He had two pistols ahm and his M-l6 knives, and he was always harassing his men and he was always stirring up trouble with the Vietnamese civilians, and if the men did not do what he wanted them to do, I mean, he'd take his power and ask somebody to shine his boots which is not their job. It's his job to shine his own boots. You know, its um, you can only go so far with your power. Um. He kept that up.
Then when we were hit by some sappers - any of the things that we, in contact we may never lasted more than 15 minutes - but he, when we were hit, he was totally incompetent. He'd cower off to the side and shake. The adrenaline went through his body and then he'd run out later waving his pistols and he'd pressure the ah men who were Spec fours or lower to write him up for medals and if they refused to then he put em on chip burning details or give them Article 15's for failure to repair or not having a proper haircut. Ah. As far as I'm concerned, he deserved to get fragged.
Interviewer:
What was the first thing that happened? Just tell the story.
Cantero:
First thing that happened was ah somebody took a smoke grenade and put it into his hooch and it was a warning that he should lay ou—you know, just let up.
(voices in background) (beeping)
Going on to Camera Roll 864. Sound number 11.
Clap sticks. Start rolling. Pause.
Speed.
Mark it. Beep.
Interviewer:
You were ahm telling me, I wonder if you could tell me again, you had officers who were in some ways fragged, whatever. Can you tell me...
Cantero:
We had one lieutenant who was very incompetent. The only way to get a new lieutenant is to eliminate the old one because every human being, as well as equipment is on the table of organizational equipment. You are nothing more than a piece of equipment, and this person was somebody we tried to reason with and he ahm reacted by being a Captain Bligh type of character, and so the people decided to frag him, but they were going to give him a chance.

- - - -

**Problem set:**
1/ Update the interview transcript passage starting at "Clap sticks. Start" and ending at "you tell me...", replacing "officers" with "lieutenants".
2/ Answer these questions from the interview transcript.
(a) What did he ask somebody to shine?
(b) According to the transcript, contact never lasted more than how many minutes?
(c) What was put into his hooch as a warning?

- - - -

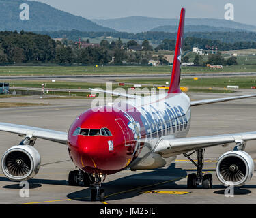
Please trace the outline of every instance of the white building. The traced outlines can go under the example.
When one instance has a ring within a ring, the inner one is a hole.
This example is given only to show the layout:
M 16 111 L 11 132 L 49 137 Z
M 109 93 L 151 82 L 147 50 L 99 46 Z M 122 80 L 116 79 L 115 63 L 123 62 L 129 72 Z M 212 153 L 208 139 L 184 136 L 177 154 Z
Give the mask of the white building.
M 203 54 L 203 49 L 199 49 L 198 47 L 193 47 L 192 48 L 192 52 L 197 53 L 198 54 Z

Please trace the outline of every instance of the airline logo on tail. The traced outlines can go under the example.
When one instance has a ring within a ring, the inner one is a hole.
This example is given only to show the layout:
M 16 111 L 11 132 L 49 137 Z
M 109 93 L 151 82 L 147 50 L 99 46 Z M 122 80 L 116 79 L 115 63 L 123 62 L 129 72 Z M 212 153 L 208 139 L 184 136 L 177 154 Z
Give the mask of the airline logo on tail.
M 173 59 L 173 69 L 171 72 L 171 78 L 170 87 L 168 93 L 180 93 L 182 91 L 180 88 L 180 66 L 182 65 L 182 42 L 185 21 L 185 9 L 182 8 L 180 12 L 180 18 L 179 23 L 179 29 L 177 34 L 177 40 L 175 46 L 175 51 Z

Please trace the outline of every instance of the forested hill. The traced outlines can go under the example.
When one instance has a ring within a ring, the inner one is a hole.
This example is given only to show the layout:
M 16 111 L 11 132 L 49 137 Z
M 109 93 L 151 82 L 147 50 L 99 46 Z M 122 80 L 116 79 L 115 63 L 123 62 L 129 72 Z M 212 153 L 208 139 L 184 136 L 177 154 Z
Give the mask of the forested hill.
M 22 4 L 29 7 L 29 20 L 20 20 Z M 0 0 L 0 31 L 56 31 L 79 29 L 83 31 L 115 30 L 104 27 L 81 16 L 55 9 L 47 4 L 27 0 Z
M 160 26 L 153 28 L 150 32 L 168 32 L 176 33 L 177 29 L 176 25 Z M 209 25 L 185 25 L 185 31 L 187 32 L 236 32 L 246 31 L 244 29 L 238 29 L 229 27 L 212 27 Z
M 164 25 L 177 26 L 178 19 L 157 18 L 144 16 L 130 16 L 126 18 L 92 20 L 98 25 L 115 29 L 118 31 L 128 33 L 139 33 L 149 31 L 153 28 Z M 253 25 L 240 23 L 224 19 L 208 18 L 189 18 L 185 20 L 186 25 L 208 25 L 215 27 L 225 27 L 242 29 L 249 31 L 256 31 L 256 27 Z M 218 30 L 217 30 L 218 31 Z
M 76 30 L 58 31 L 38 31 L 36 33 L 48 35 L 52 38 L 67 38 L 77 41 L 79 38 L 97 38 L 111 36 L 113 38 L 130 39 L 135 40 L 150 40 L 152 43 L 160 44 L 165 39 L 176 39 L 177 33 L 167 32 L 144 32 L 144 33 L 125 33 L 125 32 L 83 32 Z M 255 32 L 186 32 L 185 37 L 196 37 L 201 39 L 218 40 L 222 42 L 234 43 L 236 42 L 246 41 L 256 42 Z

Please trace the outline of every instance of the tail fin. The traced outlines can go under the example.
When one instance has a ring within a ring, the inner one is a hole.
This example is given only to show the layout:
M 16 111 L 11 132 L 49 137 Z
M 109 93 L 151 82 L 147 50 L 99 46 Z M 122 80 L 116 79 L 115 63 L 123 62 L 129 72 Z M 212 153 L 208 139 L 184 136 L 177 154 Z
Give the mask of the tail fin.
M 180 93 L 182 91 L 180 88 L 180 65 L 182 64 L 182 42 L 183 35 L 184 32 L 184 21 L 185 21 L 185 8 L 182 8 L 180 12 L 179 29 L 177 35 L 175 51 L 174 54 L 174 59 L 173 63 L 173 69 L 171 72 L 171 78 L 170 87 L 168 93 Z

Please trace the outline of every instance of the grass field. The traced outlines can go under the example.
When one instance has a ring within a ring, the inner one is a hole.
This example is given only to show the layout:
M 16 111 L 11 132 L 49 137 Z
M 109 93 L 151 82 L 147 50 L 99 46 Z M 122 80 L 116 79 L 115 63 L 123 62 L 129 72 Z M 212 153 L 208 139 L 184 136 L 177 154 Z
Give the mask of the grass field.
M 35 103 L 24 103 L 24 102 L 0 102 L 0 108 L 12 108 L 12 107 L 28 107 L 28 106 L 46 106 L 48 104 L 35 104 Z
M 252 64 L 254 59 L 250 57 L 243 57 L 244 60 L 240 61 L 242 64 L 245 61 Z M 247 59 L 246 59 L 247 58 Z M 255 60 L 256 63 L 256 60 Z M 100 74 L 170 74 L 170 66 L 9 66 L 0 67 L 1 76 L 55 76 L 55 75 L 100 75 Z M 182 67 L 182 74 L 187 73 L 218 73 L 218 72 L 256 72 L 256 65 L 234 65 L 224 67 L 221 69 L 210 69 L 206 67 Z
M 137 83 L 152 85 L 166 85 L 169 82 L 170 79 L 143 79 L 143 80 L 118 80 L 117 82 Z M 234 77 L 234 78 L 201 78 L 198 80 L 193 78 L 184 78 L 180 81 L 182 87 L 218 87 L 225 88 L 227 85 L 239 86 L 240 88 L 251 89 L 251 87 L 256 86 L 256 77 Z

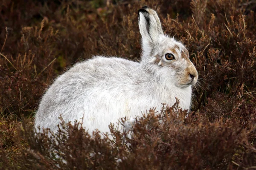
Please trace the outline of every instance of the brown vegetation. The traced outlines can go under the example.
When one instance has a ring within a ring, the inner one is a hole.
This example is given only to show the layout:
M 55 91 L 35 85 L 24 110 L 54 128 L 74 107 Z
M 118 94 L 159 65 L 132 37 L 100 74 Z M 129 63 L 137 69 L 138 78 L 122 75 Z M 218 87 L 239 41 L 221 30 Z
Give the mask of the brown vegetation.
M 255 1 L 0 3 L 1 168 L 256 169 Z M 114 142 L 64 122 L 57 134 L 35 135 L 40 97 L 66 68 L 92 55 L 140 60 L 137 11 L 144 5 L 187 46 L 198 71 L 188 117 L 178 103 L 160 114 L 151 110 L 131 138 L 111 126 Z

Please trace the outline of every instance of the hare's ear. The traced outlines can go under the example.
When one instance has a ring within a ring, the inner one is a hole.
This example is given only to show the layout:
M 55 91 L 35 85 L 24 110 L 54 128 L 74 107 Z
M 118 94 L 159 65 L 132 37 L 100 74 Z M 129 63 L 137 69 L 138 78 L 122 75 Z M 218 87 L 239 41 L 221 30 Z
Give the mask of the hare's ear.
M 139 10 L 140 32 L 144 44 L 154 44 L 158 36 L 163 34 L 160 20 L 157 12 L 147 6 Z M 144 44 L 143 44 L 144 45 Z

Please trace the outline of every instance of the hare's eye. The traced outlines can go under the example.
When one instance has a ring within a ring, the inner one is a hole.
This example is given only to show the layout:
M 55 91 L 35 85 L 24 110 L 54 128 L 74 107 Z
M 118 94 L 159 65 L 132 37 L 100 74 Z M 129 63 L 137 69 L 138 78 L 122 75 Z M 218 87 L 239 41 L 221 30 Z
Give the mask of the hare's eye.
M 167 60 L 172 60 L 175 59 L 175 58 L 174 58 L 174 56 L 173 54 L 167 53 L 166 54 L 166 59 Z

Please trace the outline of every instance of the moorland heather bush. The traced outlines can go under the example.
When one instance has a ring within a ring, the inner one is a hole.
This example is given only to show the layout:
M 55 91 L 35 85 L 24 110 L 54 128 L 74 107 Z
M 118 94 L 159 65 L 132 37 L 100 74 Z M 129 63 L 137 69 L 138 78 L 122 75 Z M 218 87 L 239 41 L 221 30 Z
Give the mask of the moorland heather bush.
M 256 169 L 255 1 L 0 4 L 1 169 Z M 93 55 L 140 60 L 137 12 L 144 5 L 186 45 L 198 72 L 188 117 L 177 101 L 144 110 L 128 135 L 110 125 L 113 141 L 79 123 L 35 134 L 40 98 L 67 68 Z

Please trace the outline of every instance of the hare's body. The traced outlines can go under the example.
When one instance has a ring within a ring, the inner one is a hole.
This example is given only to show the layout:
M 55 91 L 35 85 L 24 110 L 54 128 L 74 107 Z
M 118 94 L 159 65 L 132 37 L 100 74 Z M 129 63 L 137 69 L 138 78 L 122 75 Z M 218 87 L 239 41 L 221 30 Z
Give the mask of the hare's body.
M 121 117 L 140 116 L 151 108 L 160 110 L 162 103 L 172 106 L 175 98 L 181 108 L 189 109 L 196 70 L 186 49 L 163 34 L 155 12 L 147 8 L 139 11 L 141 62 L 96 57 L 76 64 L 58 77 L 44 96 L 35 116 L 36 127 L 55 132 L 61 115 L 66 122 L 83 118 L 83 125 L 90 132 L 97 128 L 104 132 L 109 131 L 111 122 Z M 153 31 L 150 24 L 155 25 Z

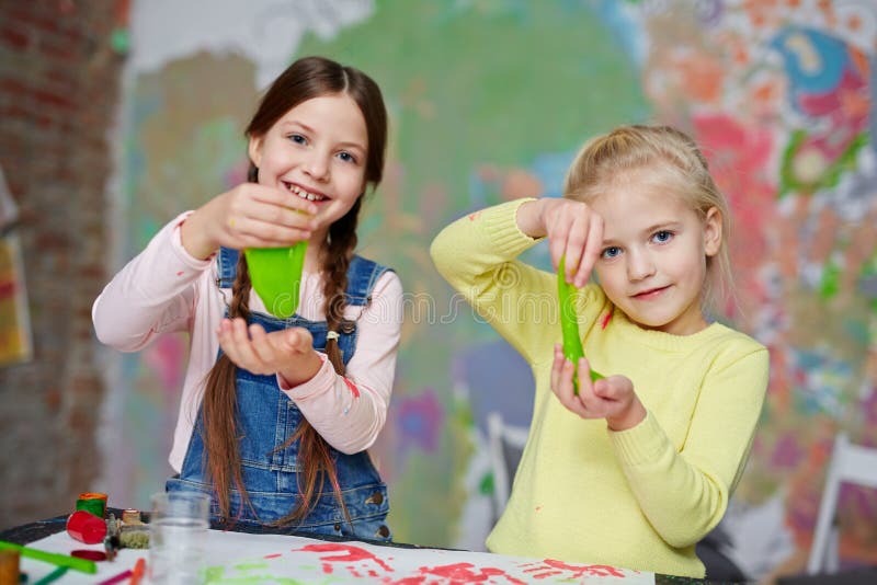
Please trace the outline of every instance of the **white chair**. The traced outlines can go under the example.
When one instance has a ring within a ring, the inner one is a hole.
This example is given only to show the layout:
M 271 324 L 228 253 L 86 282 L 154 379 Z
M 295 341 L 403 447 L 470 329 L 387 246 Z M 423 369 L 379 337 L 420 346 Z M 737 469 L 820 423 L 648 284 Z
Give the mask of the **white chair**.
M 502 414 L 491 411 L 487 415 L 488 445 L 490 448 L 490 467 L 493 471 L 493 504 L 497 518 L 500 517 L 509 495 L 512 492 L 512 480 L 524 452 L 529 429 L 522 426 L 508 425 Z
M 838 571 L 838 498 L 842 483 L 877 487 L 877 448 L 850 443 L 845 433 L 839 433 L 831 451 L 825 473 L 825 489 L 819 504 L 813 543 L 807 572 L 835 573 Z

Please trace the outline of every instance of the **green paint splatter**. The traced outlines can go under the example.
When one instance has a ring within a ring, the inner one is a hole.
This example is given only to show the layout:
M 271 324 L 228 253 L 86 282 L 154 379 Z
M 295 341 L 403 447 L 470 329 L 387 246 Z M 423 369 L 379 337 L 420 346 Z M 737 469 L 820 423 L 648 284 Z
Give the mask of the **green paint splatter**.
M 127 28 L 116 28 L 110 34 L 110 46 L 119 55 L 127 55 L 130 49 L 130 34 Z
M 822 280 L 819 284 L 819 297 L 829 300 L 841 289 L 841 268 L 833 260 L 825 262 L 822 267 Z
M 496 490 L 494 482 L 496 479 L 492 472 L 485 473 L 481 481 L 478 483 L 478 493 L 481 495 L 492 495 Z
M 794 167 L 795 157 L 798 156 L 800 146 L 809 136 L 810 134 L 804 129 L 793 131 L 788 146 L 783 151 L 783 163 L 779 169 L 778 198 L 781 199 L 789 193 L 811 194 L 836 186 L 842 174 L 856 169 L 856 156 L 862 147 L 868 144 L 868 135 L 859 134 L 816 181 L 805 183 L 795 175 Z

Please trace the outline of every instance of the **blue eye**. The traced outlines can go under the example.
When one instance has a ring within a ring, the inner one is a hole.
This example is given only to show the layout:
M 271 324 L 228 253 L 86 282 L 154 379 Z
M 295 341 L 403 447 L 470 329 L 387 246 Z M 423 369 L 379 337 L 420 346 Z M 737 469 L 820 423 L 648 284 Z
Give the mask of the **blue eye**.
M 654 232 L 651 239 L 657 243 L 667 243 L 673 239 L 673 232 L 670 230 L 660 230 Z

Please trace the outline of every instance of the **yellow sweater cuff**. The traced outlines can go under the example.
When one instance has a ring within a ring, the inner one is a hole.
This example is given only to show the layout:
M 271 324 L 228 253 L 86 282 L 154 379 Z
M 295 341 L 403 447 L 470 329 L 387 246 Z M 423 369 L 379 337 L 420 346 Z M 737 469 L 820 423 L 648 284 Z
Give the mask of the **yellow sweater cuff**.
M 626 431 L 610 431 L 618 460 L 624 467 L 653 462 L 667 448 L 668 438 L 651 412 L 637 426 Z

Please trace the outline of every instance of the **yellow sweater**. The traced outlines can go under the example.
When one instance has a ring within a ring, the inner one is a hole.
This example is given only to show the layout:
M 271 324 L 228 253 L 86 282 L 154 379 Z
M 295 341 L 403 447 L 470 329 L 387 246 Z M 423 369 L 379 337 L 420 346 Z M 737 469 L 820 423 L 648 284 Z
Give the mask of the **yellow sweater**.
M 764 346 L 720 323 L 692 335 L 643 330 L 588 285 L 584 354 L 634 382 L 647 417 L 614 433 L 550 389 L 561 341 L 557 279 L 516 256 L 536 240 L 515 200 L 464 217 L 432 244 L 438 272 L 533 369 L 529 439 L 488 548 L 498 553 L 704 576 L 695 543 L 718 524 L 752 445 L 767 387 Z M 486 364 L 501 368 L 502 364 Z

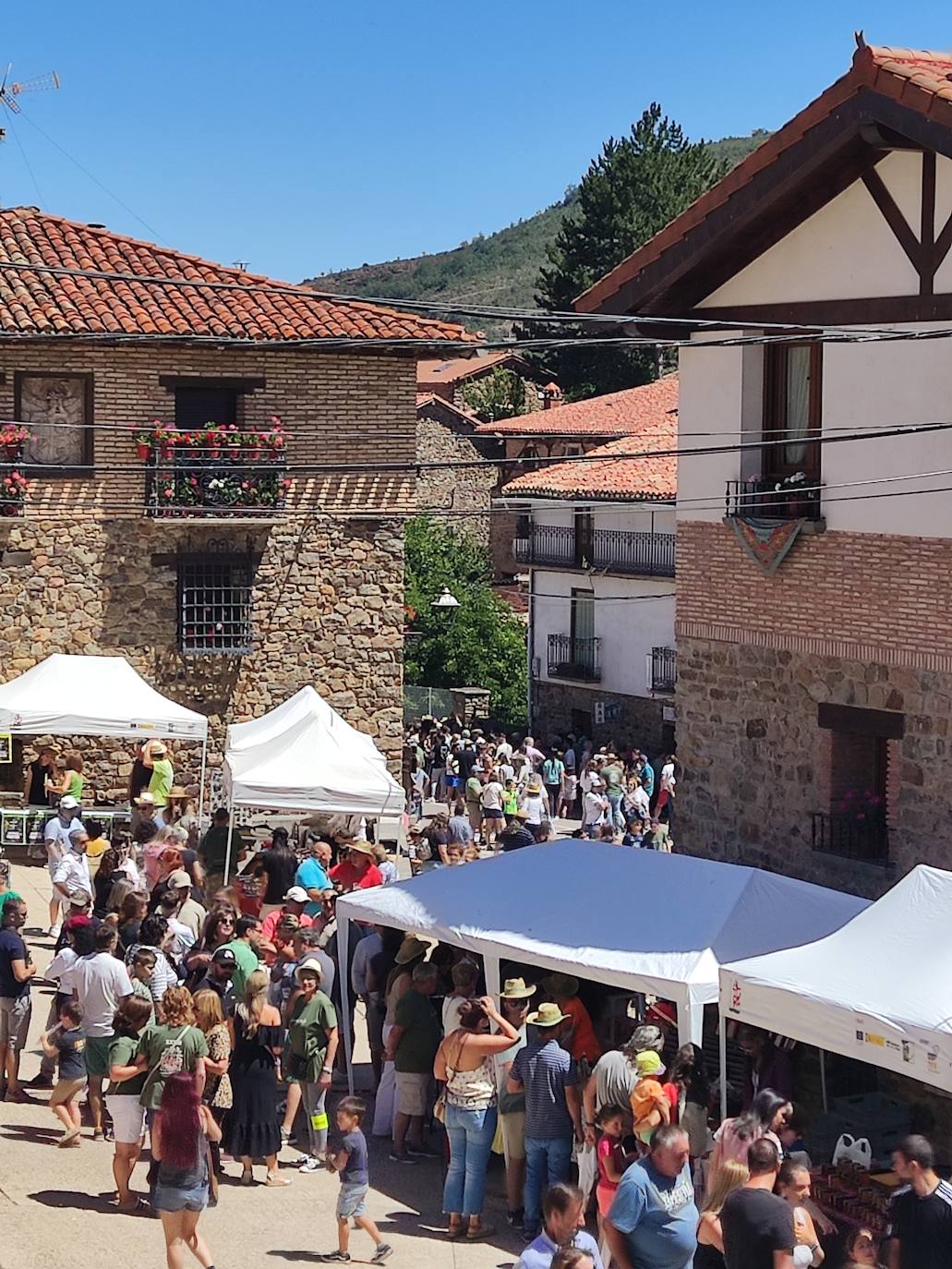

- - - -

**Task-by-task outputs:**
1/
Clap sticks. Start rolling. Pause.
Speed.
Mark it. Beep.
Interviewer:
You were ahm telling me, I wonder if you could tell me again, you had lieutenants who were in some ways fragged, whatever. Can you tell me...

2/
(a) His boots.
(b) 15 minutes.
(c) A smoke grenade.